+++ DATA PROVIDED

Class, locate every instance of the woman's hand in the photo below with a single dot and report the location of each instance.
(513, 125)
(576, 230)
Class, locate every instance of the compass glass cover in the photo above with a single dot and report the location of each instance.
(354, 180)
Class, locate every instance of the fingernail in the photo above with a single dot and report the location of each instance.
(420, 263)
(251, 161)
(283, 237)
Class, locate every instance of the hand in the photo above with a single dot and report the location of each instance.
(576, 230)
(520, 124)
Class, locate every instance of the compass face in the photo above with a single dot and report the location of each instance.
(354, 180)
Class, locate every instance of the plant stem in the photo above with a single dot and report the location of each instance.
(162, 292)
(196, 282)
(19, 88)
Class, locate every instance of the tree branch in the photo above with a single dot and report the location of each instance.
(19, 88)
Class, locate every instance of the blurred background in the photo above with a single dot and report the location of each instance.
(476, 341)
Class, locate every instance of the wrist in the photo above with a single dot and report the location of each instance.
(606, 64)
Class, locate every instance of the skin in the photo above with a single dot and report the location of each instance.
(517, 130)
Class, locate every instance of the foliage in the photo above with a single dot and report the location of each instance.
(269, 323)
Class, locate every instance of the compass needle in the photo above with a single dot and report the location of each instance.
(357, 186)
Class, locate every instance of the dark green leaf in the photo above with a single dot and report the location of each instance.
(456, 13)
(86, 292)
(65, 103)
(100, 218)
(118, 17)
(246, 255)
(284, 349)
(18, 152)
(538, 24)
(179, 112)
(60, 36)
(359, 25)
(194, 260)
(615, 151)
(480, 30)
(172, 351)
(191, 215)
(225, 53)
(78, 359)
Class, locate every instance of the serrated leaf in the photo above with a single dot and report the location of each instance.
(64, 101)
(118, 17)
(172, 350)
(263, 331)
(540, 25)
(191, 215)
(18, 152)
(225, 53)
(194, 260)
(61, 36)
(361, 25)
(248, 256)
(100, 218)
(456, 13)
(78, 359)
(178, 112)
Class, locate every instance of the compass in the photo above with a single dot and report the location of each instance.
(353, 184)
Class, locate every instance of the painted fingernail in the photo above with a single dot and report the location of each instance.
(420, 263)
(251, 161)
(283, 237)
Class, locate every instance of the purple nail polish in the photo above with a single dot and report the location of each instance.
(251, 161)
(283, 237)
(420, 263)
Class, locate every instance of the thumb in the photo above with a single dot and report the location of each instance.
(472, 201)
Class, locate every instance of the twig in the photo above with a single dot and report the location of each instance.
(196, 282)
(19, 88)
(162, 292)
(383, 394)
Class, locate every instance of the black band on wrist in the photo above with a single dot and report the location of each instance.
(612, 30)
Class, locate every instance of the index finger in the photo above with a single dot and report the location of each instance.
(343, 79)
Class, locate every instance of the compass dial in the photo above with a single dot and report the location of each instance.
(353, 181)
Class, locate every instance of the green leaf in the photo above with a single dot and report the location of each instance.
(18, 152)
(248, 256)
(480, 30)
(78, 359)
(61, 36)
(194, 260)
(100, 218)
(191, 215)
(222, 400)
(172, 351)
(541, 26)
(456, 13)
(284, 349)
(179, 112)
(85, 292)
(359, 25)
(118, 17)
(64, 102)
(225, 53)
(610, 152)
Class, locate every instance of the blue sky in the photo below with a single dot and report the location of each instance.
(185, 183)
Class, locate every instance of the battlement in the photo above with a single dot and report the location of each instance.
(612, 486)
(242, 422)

++++++

WHAT YOU HAVE TO DO -
Take the entries above and transcribe them exactly.

RESULT -
Class, locate every instance of the woman's hand in the photo below with a single dot and report the location of each instance.
(513, 125)
(576, 230)
Class, locate every instance of the compass glass cover in the photo above with a single dot and report the location of each instance.
(354, 180)
Class, locate every instance of the fingernail in the photo above with a single dot and report the location of each instance.
(420, 263)
(251, 161)
(283, 237)
Class, locate every instance of the hand in the photo above with a single dot and report the location of each instance.
(576, 230)
(520, 124)
Class, locate every instance of the compass face in the photo above with a single dot and report the location of each instance.
(354, 180)
Class, locate every instance of the plant stem in the photo above with a single dot and report the location of each instance.
(162, 292)
(196, 282)
(19, 88)
Class, locate every instance of the tree branch in the photo above with a single dot and report the location of each instance.
(19, 88)
Class, locate every instance of the blurred background in the photo above with a single dot and report the location of each instance.
(476, 341)
Class, locate every instance of the wrist in the photo above with a single dot and report the location of each instance.
(606, 64)
Class, locate every instance of the skin in the photo above with a single dot and report the location of each instance.
(517, 130)
Class, locate every instance of the foliage in the photo above with a single dot and report the location of each instance.
(269, 323)
Class, locate every instance of the compass needle in the photo above with a single dot and report the location of each instance.
(357, 186)
Class, locate every instance of the dark green leaf in the photo above with a single dot and report the location of each instance.
(456, 13)
(86, 292)
(65, 103)
(100, 218)
(118, 17)
(246, 255)
(284, 349)
(18, 152)
(538, 24)
(179, 112)
(60, 36)
(359, 25)
(194, 260)
(615, 151)
(480, 30)
(172, 351)
(191, 215)
(225, 53)
(78, 359)
Class, locate every instance of the serrated leaf in the photo above with a single dot and report the location of each instance.
(64, 101)
(118, 17)
(172, 350)
(263, 331)
(540, 25)
(191, 215)
(18, 152)
(225, 53)
(194, 260)
(61, 36)
(361, 25)
(248, 256)
(100, 218)
(456, 13)
(78, 359)
(178, 112)
Class, locate every instance of the compass in the photo above with a single dot and report the location of each instance.
(353, 184)
Class, locate every instance of the painted fingernail in the photo above with a single dot and report the location of each instance.
(420, 263)
(251, 161)
(283, 237)
Class, locate every instance of the purple nail polish in the photo above with a single dot and report the location of each instance.
(251, 161)
(283, 237)
(420, 263)
Class, locate every instance of the thumb in the photo above with a single dot and report the location of each instance.
(472, 201)
Class, locate every instance of the twig in the photo above with a single dot and report the location of each instance.
(196, 282)
(19, 88)
(162, 292)
(383, 394)
Class, locate every instance of the black band on wrist in the photo above with a single dot and report the location of each instance.
(612, 30)
Class, locate every instance of the index finger in the photo above with a single dot and report the location of each instance.
(343, 79)
Class, locate every instance of the compass dial in the photo above with a single dot and report the location of each instance.
(353, 181)
Class, locate every instance of the green leaf in the photo above with a single dot and report the location of each instance.
(18, 152)
(248, 256)
(480, 30)
(78, 359)
(61, 36)
(194, 260)
(100, 218)
(191, 215)
(222, 400)
(172, 351)
(541, 26)
(456, 13)
(284, 349)
(179, 112)
(85, 292)
(359, 25)
(118, 17)
(64, 102)
(225, 53)
(610, 152)
Class, locate every instance of the blue sky in the photo below with a single dot and report the location of each instance.
(185, 183)
Class, locate every instance of the battlement in the photo above with a single dot and report the location of each instance.
(612, 486)
(242, 422)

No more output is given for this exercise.